A run of records:
┌──
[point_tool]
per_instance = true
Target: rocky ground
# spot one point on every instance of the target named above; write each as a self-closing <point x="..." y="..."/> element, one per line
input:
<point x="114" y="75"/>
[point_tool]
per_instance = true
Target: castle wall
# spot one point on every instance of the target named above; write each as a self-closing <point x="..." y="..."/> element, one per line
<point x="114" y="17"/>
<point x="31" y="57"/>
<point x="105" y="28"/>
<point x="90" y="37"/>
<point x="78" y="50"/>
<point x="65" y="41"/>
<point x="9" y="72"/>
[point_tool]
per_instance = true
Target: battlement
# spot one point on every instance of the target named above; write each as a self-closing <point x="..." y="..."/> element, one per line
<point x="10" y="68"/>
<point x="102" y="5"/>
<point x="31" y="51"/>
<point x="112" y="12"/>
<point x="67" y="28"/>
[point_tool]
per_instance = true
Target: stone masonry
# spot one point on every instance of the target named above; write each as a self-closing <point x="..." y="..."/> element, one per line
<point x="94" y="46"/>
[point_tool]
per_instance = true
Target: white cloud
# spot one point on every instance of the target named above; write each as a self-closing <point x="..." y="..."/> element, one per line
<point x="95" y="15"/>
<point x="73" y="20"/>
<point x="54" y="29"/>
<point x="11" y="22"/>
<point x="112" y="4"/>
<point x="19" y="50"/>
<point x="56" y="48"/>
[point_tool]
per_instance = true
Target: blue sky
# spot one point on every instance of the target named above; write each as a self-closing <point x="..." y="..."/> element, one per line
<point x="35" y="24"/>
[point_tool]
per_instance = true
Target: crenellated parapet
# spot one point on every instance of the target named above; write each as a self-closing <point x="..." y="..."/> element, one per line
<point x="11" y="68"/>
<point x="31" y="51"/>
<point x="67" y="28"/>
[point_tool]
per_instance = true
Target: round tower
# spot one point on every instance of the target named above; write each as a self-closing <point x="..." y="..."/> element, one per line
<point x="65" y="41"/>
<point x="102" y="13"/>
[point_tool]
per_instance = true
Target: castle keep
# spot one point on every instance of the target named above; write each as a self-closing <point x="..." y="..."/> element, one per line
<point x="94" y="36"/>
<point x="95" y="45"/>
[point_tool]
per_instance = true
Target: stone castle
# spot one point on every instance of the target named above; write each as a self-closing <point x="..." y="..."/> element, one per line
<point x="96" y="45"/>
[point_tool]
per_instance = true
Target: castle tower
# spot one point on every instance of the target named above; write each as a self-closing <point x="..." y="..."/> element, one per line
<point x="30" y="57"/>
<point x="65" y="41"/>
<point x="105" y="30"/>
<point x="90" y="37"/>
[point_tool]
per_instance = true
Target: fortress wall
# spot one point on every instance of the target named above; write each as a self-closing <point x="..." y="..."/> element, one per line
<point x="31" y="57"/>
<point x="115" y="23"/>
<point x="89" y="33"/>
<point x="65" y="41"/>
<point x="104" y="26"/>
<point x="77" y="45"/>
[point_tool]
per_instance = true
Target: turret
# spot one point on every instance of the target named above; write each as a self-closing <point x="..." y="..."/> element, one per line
└──
WORK INSTRUCTIONS:
Without omitting anything, output the entries exactly.

OUTPUT BELOW:
[point_tool]
per_instance = true
Target: rocky ground
# spot one point on every instance of the target named above; write each as a self-closing <point x="..." y="..."/> element, one per line
input:
<point x="114" y="75"/>
[point_tool]
per_instance = true
Target: castle wall
# spot one point on every instance of the target named above; write each as a self-closing <point x="..." y="..."/> element, one per line
<point x="114" y="17"/>
<point x="31" y="57"/>
<point x="105" y="28"/>
<point x="90" y="37"/>
<point x="78" y="50"/>
<point x="65" y="41"/>
<point x="9" y="72"/>
[point_tool]
per_instance = true
Target: battlement
# spot one point on every instance of the target named above; write each as a self-closing <point x="..." y="..."/> element, one per line
<point x="10" y="68"/>
<point x="102" y="5"/>
<point x="31" y="51"/>
<point x="112" y="12"/>
<point x="67" y="28"/>
[point_tool]
per_instance = true
Target: stone masonry
# spot one point on every instance of the target named above; write each as a self-closing <point x="..." y="..."/> element, one per line
<point x="94" y="46"/>
[point_tool]
per_instance = true
Target: white cloud
# spot one point on every instance of the target named above; write each as a self-closing <point x="..." y="..."/> element, one per line
<point x="95" y="15"/>
<point x="73" y="20"/>
<point x="54" y="29"/>
<point x="11" y="22"/>
<point x="112" y="4"/>
<point x="19" y="50"/>
<point x="56" y="48"/>
[point_tool]
per_instance = true
Target: blue sky
# spot one point on every instance of the target named above; write each as a self-closing <point x="..." y="..."/> element, one per line
<point x="35" y="24"/>
[point_tool]
per_instance = true
Target: crenellated parapet
# spot one point on every instance of the target named above; write each as a self-closing <point x="..." y="..."/> element, one per line
<point x="11" y="68"/>
<point x="31" y="51"/>
<point x="67" y="28"/>
[point_tool]
per_instance = true
Target: round tower
# spot one point on every instance of the target named above; write each as a self-closing <point x="..." y="..."/> element, one per line
<point x="65" y="41"/>
<point x="102" y="13"/>
[point_tool]
per_instance = true
Target: castle keep
# spot one point on every instance of the target named above; write each as a self-closing <point x="..." y="..."/> element, one per line
<point x="94" y="36"/>
<point x="95" y="45"/>
[point_tool]
per_instance = true
Target: stone castle
# spot one point on every instance of the target named above; write each as a self-closing <point x="..." y="..."/> element, one per line
<point x="96" y="45"/>
[point_tool]
per_instance = true
Target: castle tower
# spot one point on every instance of the target named above; write each as a self-closing <point x="..." y="..."/> element, one per line
<point x="30" y="57"/>
<point x="65" y="41"/>
<point x="105" y="30"/>
<point x="90" y="37"/>
[point_tool]
per_instance = true
Target: fortress wall
# spot one point on every instance of the target named above; write each as a self-closing <point x="..." y="..."/> element, one per line
<point x="31" y="57"/>
<point x="115" y="23"/>
<point x="89" y="33"/>
<point x="65" y="41"/>
<point x="104" y="26"/>
<point x="77" y="45"/>
[point_tool]
per_instance = true
Target: turret
# spot one point on every instance of the target named above; write each as a self-closing <point x="..." y="..."/> element, one per line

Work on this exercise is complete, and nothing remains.